[[ TASK MATERIAL open ]]

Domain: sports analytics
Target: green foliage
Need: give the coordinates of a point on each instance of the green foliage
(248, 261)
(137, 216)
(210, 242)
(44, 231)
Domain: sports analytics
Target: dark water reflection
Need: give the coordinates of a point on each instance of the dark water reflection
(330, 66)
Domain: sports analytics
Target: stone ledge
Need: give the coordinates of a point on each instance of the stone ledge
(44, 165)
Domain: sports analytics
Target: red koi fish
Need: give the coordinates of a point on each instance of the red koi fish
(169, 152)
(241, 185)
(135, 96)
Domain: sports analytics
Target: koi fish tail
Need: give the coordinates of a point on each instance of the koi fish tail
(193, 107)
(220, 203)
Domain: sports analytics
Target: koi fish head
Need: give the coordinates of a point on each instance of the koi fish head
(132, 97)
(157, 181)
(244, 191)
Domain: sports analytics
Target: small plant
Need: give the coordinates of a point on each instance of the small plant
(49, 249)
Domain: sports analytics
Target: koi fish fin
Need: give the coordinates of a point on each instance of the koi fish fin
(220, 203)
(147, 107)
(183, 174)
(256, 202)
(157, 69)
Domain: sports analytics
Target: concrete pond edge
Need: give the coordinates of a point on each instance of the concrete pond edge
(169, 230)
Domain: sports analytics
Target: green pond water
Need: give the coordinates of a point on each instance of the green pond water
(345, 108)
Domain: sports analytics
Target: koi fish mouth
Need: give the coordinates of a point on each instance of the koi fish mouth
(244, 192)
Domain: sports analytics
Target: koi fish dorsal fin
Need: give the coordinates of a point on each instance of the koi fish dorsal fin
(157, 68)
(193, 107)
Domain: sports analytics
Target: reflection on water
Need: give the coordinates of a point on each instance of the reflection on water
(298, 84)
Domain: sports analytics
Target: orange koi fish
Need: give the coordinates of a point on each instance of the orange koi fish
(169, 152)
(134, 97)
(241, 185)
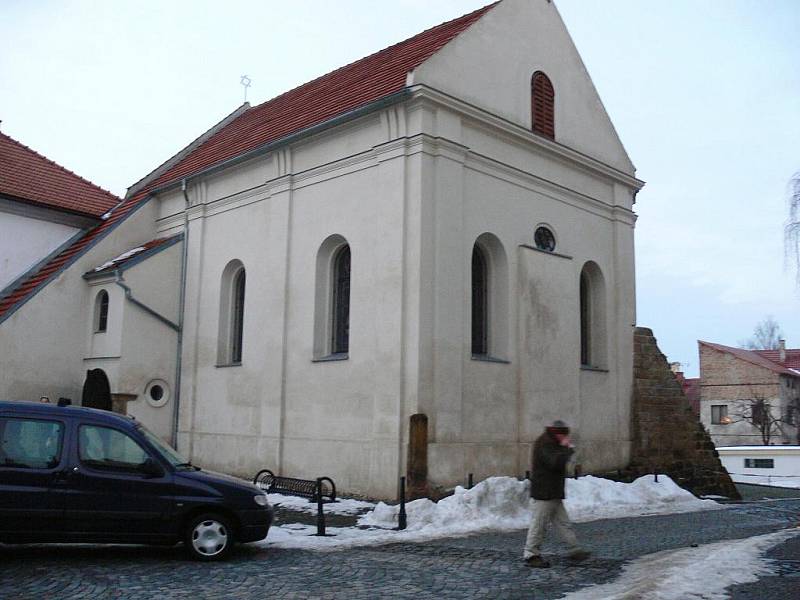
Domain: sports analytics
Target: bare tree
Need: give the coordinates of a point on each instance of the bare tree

[[ TASK MATERIAL closed ]]
[[ TASK MATERIAL open ]]

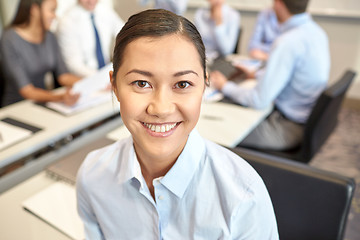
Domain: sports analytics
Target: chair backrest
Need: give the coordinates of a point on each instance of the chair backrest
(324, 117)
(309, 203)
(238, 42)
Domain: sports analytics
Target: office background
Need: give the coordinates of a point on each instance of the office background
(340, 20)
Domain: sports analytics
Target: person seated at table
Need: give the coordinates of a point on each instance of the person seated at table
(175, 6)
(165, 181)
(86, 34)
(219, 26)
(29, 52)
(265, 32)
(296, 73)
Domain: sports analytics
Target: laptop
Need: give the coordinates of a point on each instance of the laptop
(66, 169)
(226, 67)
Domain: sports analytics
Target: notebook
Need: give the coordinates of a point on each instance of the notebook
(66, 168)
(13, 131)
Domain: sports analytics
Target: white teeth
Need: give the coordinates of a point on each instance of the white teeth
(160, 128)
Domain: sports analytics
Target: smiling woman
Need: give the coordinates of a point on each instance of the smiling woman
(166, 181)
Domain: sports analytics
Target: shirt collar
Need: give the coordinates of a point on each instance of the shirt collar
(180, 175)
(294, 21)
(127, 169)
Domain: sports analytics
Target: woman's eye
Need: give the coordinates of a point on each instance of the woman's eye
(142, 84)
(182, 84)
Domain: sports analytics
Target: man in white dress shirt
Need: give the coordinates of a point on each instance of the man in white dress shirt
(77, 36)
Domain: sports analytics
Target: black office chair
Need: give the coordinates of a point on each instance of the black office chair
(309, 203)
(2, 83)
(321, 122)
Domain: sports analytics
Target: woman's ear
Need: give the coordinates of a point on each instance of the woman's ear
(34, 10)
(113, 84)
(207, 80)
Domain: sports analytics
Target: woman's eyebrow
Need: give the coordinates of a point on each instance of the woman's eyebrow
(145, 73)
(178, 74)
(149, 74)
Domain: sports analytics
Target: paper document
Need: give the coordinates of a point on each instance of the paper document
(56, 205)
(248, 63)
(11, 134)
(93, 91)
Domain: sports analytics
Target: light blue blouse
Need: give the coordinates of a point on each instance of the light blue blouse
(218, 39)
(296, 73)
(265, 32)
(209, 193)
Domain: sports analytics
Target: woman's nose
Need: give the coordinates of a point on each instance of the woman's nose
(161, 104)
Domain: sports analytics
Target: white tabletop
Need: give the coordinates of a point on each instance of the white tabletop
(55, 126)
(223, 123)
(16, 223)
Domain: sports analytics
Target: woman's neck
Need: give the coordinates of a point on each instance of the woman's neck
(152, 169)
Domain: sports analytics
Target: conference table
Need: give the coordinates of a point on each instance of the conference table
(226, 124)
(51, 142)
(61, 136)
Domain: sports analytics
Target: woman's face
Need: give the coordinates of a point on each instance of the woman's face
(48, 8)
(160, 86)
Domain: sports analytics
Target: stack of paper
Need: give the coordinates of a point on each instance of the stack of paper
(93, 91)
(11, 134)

[[ TASK MATERIAL closed ]]

[TASK TO CARRY OUT]
Copy out only the lines above from the one with "Target: person seated at table" to the one with "Target: white teeth", inclusive, exactly as they stand.

[ANSWER SPACE]
Target: person seated at table
Need: give the coordinates of a point on each instance of the person seated at table
(175, 6)
(165, 181)
(86, 34)
(219, 26)
(29, 52)
(265, 32)
(296, 73)
Domain: sports analytics
Target: laptop
Need: give the coordinates of a point on each instance of the laptop
(66, 169)
(226, 67)
Domain: sports analytics
Target: notebook
Need: give the coordinates of a point on each instance of the notebook
(66, 168)
(13, 131)
Domain: sports analytics
Target: white teeth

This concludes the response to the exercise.